EXTRACTED DATA: Begin

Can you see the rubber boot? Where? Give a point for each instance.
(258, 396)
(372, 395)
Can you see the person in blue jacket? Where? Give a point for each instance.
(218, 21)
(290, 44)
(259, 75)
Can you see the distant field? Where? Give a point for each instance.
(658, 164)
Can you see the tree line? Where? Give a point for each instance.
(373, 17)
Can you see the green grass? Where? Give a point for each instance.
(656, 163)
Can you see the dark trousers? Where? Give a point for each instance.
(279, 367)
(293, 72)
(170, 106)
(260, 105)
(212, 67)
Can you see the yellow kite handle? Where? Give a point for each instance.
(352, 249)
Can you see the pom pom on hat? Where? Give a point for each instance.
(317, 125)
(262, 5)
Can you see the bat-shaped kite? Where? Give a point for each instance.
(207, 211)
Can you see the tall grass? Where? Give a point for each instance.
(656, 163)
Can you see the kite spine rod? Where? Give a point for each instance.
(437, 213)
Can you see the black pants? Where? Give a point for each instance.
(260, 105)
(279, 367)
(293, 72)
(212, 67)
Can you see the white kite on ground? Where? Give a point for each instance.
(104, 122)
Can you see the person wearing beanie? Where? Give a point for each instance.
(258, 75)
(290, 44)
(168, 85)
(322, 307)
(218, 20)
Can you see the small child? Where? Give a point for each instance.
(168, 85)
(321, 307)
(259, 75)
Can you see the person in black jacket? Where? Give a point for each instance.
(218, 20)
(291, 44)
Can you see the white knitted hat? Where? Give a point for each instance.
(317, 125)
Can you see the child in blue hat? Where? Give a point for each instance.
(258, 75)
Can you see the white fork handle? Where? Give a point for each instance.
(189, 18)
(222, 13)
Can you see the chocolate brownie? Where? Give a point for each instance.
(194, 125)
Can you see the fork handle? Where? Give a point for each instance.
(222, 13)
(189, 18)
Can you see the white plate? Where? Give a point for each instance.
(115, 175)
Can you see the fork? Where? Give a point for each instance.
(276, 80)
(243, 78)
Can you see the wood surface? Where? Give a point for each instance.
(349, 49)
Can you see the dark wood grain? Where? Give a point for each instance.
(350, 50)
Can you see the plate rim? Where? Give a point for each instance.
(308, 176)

EXTRACTED DATA: End

EXERCISE AIM
Write out each entry once more, exactly as it was given.

RESPONSE TO THIS EXERCISE
Can you see the rubber boot? Where? Give a point for each instance.
(258, 396)
(372, 395)
Can you see the person in blue jacket? Where? Give a point for each instance.
(218, 21)
(290, 44)
(259, 75)
Can you see the distant field? Where? Give a point for each instance.
(658, 164)
Can you see the tree line? Where? Give a point for each instance.
(373, 17)
Can you see the green grass? Where? Give a point for each instance.
(656, 163)
Can you see the dark trousers? Where? Give a point for each instance.
(279, 367)
(293, 72)
(170, 106)
(260, 105)
(212, 67)
Can you see the yellow kite handle? Where? Give a point for each instance.
(352, 249)
Can you see the pom pom on hat? Where? Give a point for each instance.
(317, 125)
(262, 5)
Can you see the bat-shaped kite? Where? Give a point for each instance.
(207, 211)
Can you see the tall grass? Where? Give a point for each instance.
(656, 163)
Can you see the kite spine rod? Where? Give a point for each instance.
(437, 213)
Can you see the black pants? Where? Give a point for each instance.
(260, 105)
(279, 367)
(293, 72)
(212, 67)
Can you see the white kite on ground? Where? Give a point for each instance.
(104, 122)
Can you see the person wearing beanie? Where? Give a point for each instance.
(258, 75)
(290, 44)
(168, 85)
(322, 307)
(218, 20)
Can you see the small child? Where? Give a point for each instance.
(168, 85)
(321, 307)
(259, 75)
Can you see the person in black jacket? Where? Give a point for each instance.
(218, 20)
(291, 44)
Can you see the white knitted hat? Where? Give a point for each instance.
(317, 125)
Can you see the child in blue hat? Where? Give a point for each instance.
(258, 75)
Can you see the white fork handle? Where? Give a point for each instance.
(189, 18)
(222, 13)
Can you see the chocolate brownie? Where? Give a point for each instance.
(194, 125)
Can you see the fork handle? Where? Give a point for each instance.
(222, 13)
(189, 18)
Can you see the white plate? Where? Give a point for each instance.
(115, 175)
Can you see the fork? Where? Give a point for each instance.
(276, 80)
(243, 78)
Can you see the wood surface? Where? Give a point for each instance.
(349, 49)
Can you see the dark wood grain? Where? Give a point for each instance.
(350, 50)
Can you see the plate rim? Where? Give a point for each instance.
(308, 176)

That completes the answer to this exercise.